> _The task_
All of the records below need to be written out exactly, but without the pictures.

> _Data listing_
# # # #
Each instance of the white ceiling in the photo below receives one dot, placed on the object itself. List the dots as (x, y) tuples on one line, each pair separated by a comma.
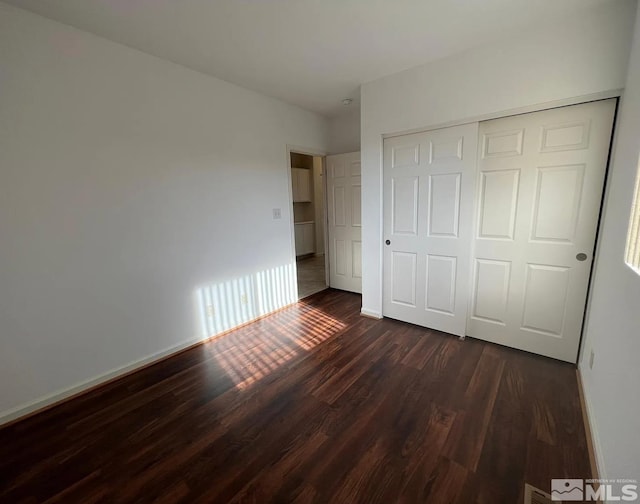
[(312, 53)]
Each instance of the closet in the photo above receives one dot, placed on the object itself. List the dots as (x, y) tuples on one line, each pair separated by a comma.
[(490, 227)]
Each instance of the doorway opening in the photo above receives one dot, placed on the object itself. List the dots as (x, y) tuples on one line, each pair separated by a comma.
[(309, 222)]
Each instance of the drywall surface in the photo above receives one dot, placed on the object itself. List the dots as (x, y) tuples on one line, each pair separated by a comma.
[(580, 57), (613, 323), (344, 133), (136, 207), (319, 203)]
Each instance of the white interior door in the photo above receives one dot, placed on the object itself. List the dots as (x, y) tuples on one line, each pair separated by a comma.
[(345, 223), (540, 185), (428, 192)]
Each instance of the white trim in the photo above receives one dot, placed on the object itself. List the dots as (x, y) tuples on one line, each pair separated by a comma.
[(595, 438), (565, 102), (370, 313), (62, 394)]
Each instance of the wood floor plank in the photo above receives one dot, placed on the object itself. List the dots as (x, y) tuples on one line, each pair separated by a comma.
[(312, 404)]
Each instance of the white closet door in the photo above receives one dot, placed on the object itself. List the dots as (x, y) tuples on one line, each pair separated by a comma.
[(540, 185), (345, 223), (428, 191)]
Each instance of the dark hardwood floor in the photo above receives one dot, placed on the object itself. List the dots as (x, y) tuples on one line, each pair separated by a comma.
[(312, 404)]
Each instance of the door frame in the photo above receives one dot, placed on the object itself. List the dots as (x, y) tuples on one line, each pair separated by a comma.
[(308, 151), (567, 102)]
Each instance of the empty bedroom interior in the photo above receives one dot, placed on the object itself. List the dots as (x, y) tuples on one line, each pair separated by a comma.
[(390, 257)]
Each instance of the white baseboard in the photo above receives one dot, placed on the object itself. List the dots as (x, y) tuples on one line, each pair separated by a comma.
[(66, 393), (370, 313), (592, 427)]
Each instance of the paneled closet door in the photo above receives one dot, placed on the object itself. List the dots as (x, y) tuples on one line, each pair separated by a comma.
[(344, 227), (428, 191), (540, 182)]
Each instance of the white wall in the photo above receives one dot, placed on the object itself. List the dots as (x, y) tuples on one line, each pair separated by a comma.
[(319, 203), (613, 324), (344, 132), (130, 188), (585, 55)]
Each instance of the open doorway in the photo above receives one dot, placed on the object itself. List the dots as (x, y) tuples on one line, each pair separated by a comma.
[(309, 222)]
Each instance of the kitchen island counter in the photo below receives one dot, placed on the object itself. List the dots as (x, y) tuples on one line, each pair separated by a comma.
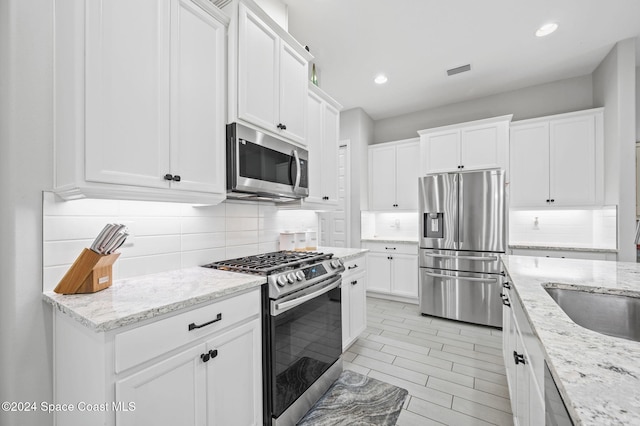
# # # #
> _Result_
Each instance of the white ceiling in the photo below receives one dot, placed on the object itself. List the dots as (x, y) tuples on one line, each pair separated by a comma.
[(312, 53)]
Each instance of the closet in the photo above receives one dot, placed on the object itself. List the dots as (x, y) tuples on one line, each pair separated by a comma.
[(490, 227)]
Each instance of the doorway opening in the photo above receives one dot, placed on the object itself. List the dots as (x, y) tuples on one line, each pair separated by a comma.
[(309, 222)]
Each instance of the drywall surface in the photo above receives one dot, placed on the object itself. List the dots as (x, y) tuples on one line, each pair separated by a comma.
[(580, 57), (613, 323), (344, 133), (136, 207), (319, 203)]
Each instance of the white interior door in the photo above receives one dot, placed on the object itself. List the dots as (x, y) tuples on one line, each pair separated by a comma.
[(345, 223), (540, 185), (428, 192)]
Each instance of the white trim in the photo above receives one dot, placed on the object itself. List the dots as (x, y) tuples on one line, each pair separated by a comma.
[(595, 438), (565, 102), (370, 313), (62, 394)]
Each instance of the wood floor plank in the photo above receives one dot, placed on the object itself. List the dots as (x, y) tuples on one line, each pair separated by a comma.
[(312, 404)]
Each instance of the white closet door in the photo above receives one dot, placed on the object itself. List the dots as (x, y) tuples on one line, each pair separated by a comma.
[(540, 185), (345, 223), (428, 191)]
Each instance of the dark hardwood floor in the photo above receives one dot, placed on the object itself. List the dots as (x, y) tuples on one line, each pair separated by a comma.
[(312, 404)]
Each instance of the door frame in the photo above receives one dot, placed on the object itself. List the dots as (x, y) tuples on one line, each pair separated by a comma.
[(308, 151), (567, 102)]
Each instance of the empty bedroom interior in the photo above receives one dot, placed on the object itself. List the dots as (x, y) tuples on one line, each pair separated by a comma.
[(390, 257)]
Each instance of the white baseboard in the photo above receives one dot, placed on the object itself. List the dots as (x, y) tuples on one line, each pair separated by a comma.
[(66, 393), (370, 313), (592, 427)]
Each instance of the paneled closet door in the photo above receives one dot, placed on the object itself. List the dots as (x, y) tuples on one line, each pair separated by a comma.
[(344, 227), (428, 191), (540, 182)]
Each instance of the white wall in the photo above receives one dot, placed on the object itself. List the dots as (x, y) tuples on one line, each pair separated by a comma.
[(319, 203), (613, 324), (344, 132), (130, 188), (585, 55)]
Each instance of the open doorway in the photo above receives one dot, placed on the object itself. List the dots as (x, y) tuples on one line, each pair separated by a comma.
[(309, 222)]
Each instance of the kitchen island counter in the photo below receives one dot, placed on the object itself. List the dots as (x, y) tuples on one line, each pair separated by a comma.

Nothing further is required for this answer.